» **Aufgaben und Übungen**
(a) Fassen Sie den Absatz des Abschnitts zur AfA-Bemessungsgrundlage, der mit „Die Vorentscheidung enthält“ beginnt, als knappe Liste seiner wesentlichen Aussagen zusammen.
(b) Setzen Sie den Abschnitt zur AfA-Bemessungsgrundlage im Anschluss an seinen letzten Satz fort.

» **Dokumentauszug**
━━━━

Bemessungsgrundlage der Absetzung für Abnutzung (AfA)

Die Revision ist jedoch begründet, soweit sie sich gegen den Ansatz der AfA-Bemessungsgrundlage für das Gebäude in X, Y-Straße 12, durch das FG richtet.

1. Die Vorentscheidung enthält in tatsächlicher Hinsicht keine ausreichenden Feststellungen i.S. des § 118 Abs. 2 FGO, die eine revisionsrechtliche Überprüfung der AfA-Bemessungsgrundlage ermöglichen würden. Es fehlt an der zahlenmäßigen Feststellung der Beträge, die die AfA-Bemessungsgrundlage bilden. Dies ist ein materiell-rechtlicher Fehler in der Urteilsfindung, der für sich genommen zur Aufhebung der Vorentscheidung und zur Zurückverweisung der Sache an das FG führen muß (vgl. BFH-Urteile vom 10. Dezember 1981 V R 75/76, BFHE 134, 470, BStBl II 1982, 200, für nicht ausreichende tatsächliche Feststellungen; vom 7. März 1973 II R 34/66, BFHE 109, 472, BStBl II 1973, 707, für widersprüchliche Feststellungen; Gräber, Finanzgerichtsordnung, § 118, Rdnrn. 10 B, 13 m.w.N.).

━━━━

» **Angaben**
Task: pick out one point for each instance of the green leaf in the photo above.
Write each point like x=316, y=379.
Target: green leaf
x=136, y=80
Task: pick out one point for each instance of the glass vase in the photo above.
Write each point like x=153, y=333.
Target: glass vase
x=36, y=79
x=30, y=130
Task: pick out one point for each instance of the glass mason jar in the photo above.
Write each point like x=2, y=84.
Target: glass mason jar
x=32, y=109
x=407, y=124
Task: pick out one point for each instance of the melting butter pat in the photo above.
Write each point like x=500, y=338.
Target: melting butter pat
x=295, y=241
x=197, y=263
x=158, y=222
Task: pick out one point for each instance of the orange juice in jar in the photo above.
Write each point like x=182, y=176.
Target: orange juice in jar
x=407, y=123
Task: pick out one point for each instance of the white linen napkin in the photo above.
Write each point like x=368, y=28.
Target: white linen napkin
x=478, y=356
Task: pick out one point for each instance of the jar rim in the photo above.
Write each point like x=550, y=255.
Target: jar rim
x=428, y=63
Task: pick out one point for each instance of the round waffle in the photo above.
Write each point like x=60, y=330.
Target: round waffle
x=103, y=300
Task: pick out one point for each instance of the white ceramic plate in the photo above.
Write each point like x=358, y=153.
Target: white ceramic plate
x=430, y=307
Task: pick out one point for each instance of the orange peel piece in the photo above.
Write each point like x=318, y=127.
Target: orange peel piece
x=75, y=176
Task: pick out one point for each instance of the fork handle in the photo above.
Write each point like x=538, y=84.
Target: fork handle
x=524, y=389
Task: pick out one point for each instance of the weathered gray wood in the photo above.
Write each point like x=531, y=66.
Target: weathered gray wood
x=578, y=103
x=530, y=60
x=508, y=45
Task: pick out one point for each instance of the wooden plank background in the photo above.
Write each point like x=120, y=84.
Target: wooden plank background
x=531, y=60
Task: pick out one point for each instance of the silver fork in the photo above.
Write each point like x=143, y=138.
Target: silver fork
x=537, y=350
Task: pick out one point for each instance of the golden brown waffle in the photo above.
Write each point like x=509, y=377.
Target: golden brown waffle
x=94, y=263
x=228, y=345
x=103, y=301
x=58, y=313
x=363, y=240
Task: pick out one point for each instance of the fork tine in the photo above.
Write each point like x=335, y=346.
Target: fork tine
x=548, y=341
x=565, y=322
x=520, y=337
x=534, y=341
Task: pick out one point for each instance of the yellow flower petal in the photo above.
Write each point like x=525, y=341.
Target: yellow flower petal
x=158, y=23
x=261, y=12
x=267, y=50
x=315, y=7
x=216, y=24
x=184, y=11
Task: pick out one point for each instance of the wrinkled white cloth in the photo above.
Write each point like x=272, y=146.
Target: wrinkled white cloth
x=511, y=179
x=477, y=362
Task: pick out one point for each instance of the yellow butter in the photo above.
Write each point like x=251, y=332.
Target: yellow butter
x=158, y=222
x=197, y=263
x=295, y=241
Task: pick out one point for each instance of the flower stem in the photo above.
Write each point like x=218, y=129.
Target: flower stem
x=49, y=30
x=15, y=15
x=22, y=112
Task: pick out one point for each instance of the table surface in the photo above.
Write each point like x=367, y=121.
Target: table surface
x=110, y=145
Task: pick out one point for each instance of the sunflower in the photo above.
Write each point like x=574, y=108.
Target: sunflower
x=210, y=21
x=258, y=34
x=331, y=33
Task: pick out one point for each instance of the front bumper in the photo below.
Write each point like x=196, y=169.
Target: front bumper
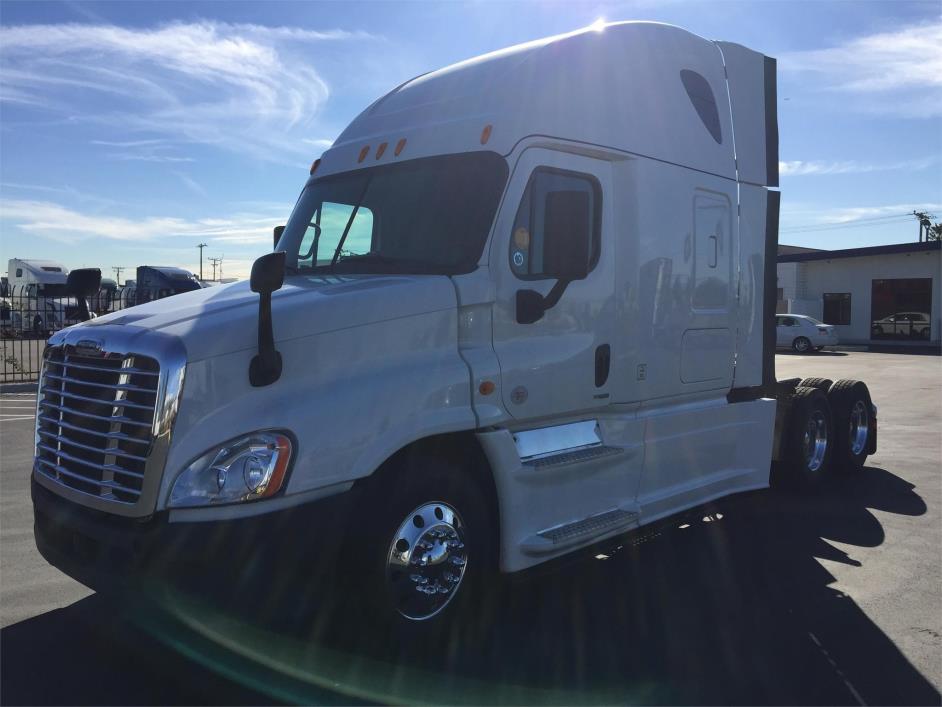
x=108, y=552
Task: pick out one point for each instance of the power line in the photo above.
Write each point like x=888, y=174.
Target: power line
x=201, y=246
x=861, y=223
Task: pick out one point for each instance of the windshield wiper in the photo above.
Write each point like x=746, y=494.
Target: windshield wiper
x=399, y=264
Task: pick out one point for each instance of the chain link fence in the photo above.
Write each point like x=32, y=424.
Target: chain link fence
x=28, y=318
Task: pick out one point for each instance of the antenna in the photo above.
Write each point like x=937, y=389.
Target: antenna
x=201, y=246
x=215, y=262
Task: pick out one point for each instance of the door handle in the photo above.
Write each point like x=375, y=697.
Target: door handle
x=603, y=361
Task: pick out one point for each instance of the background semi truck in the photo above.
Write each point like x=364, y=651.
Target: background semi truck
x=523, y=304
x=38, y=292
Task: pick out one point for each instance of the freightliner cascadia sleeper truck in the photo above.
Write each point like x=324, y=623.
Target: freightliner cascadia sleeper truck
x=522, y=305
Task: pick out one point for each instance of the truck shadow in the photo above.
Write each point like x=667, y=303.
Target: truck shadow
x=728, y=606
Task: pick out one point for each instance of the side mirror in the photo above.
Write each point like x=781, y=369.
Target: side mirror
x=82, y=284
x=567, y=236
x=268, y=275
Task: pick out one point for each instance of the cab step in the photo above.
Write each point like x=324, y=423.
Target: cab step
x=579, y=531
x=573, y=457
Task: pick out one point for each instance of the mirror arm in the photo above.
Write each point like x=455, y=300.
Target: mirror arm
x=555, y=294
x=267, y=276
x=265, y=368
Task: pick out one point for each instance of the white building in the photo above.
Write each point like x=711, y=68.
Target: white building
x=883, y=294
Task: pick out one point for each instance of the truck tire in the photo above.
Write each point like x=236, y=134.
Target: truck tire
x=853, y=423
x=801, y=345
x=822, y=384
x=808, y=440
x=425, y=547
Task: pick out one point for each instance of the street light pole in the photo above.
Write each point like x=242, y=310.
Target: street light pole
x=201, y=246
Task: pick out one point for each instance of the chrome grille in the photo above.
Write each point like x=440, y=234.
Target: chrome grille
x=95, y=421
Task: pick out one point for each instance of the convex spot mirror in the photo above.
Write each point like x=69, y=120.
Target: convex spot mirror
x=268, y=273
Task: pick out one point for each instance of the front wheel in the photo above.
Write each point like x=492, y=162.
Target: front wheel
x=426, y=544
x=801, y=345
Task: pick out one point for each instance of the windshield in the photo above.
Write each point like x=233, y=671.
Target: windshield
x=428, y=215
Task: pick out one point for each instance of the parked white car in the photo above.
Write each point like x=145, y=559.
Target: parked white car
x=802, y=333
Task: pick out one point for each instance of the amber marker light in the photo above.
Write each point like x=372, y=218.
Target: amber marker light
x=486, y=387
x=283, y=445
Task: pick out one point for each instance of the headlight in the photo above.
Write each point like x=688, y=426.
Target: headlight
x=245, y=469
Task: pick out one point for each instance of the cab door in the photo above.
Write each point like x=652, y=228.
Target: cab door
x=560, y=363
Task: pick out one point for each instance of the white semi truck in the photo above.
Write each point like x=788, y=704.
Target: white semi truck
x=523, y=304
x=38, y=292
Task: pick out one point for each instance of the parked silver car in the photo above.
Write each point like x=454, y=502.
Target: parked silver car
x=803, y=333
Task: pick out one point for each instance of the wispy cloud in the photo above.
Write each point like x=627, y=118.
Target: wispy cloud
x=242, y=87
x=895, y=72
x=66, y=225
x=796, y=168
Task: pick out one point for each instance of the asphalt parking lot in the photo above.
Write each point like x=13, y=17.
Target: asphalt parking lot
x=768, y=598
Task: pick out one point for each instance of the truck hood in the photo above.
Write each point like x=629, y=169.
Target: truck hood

━━━━

» **Lösungen je Aufgabe**
(a)
- Die Vorentscheidung enthält keine ausreichenden tatsächlichen Feststellungen im Sinne des § 118 Abs. 2 FGO. Deshalb lässt sich die AfA-Bemessungsgrundlage revisionsrechtlich nicht überprüfen.
- Es fehlt die zahlenmäßige Feststellung der Beträge, aus denen sich die AfA-Bemessungsgrundlage zusammensetzt.
- Darin liegt ein materiell-rechtlicher Fehler der Urteilsfindung. Schon für sich genommen muss er zur Aufhebung der Vorentscheidung und zur Zurückverweisung der Sache an das FG führen.
- Als Belege dienen das BFH-Urteil vom 10. Dezember 1981 V R 75/76 zu nicht ausreichenden Feststellungen und das BFH-Urteil vom 7. März 1973 II R 34/66 zu widersprüchlichen Feststellungen. Außerdem wird Gräber, Finanzgerichtsordnung, § 118, Rdnrn. 10 B, 13 angeführt.

(b)
2. Gegebenenfalls wird das FG prüfen müssen, ob der Kläger am 11. November 1974 2/3 des bebauten Grundstücks betrieblich veranlaßt erwarb (einlegte), um am 15. November 1974 davon die Hälfte - also insgesamt 1/3 - wieder zu entnehmen und sie seiner Ehefrau zu schenken. Ein entsprechender Erwerb würde die Betriebsvermögenseigenschaft des bebauten Grundstücks in der Zeit vom 11. bis 15. November 1974 mit allen sich daraus ergebenden Konsequenzen auslösen.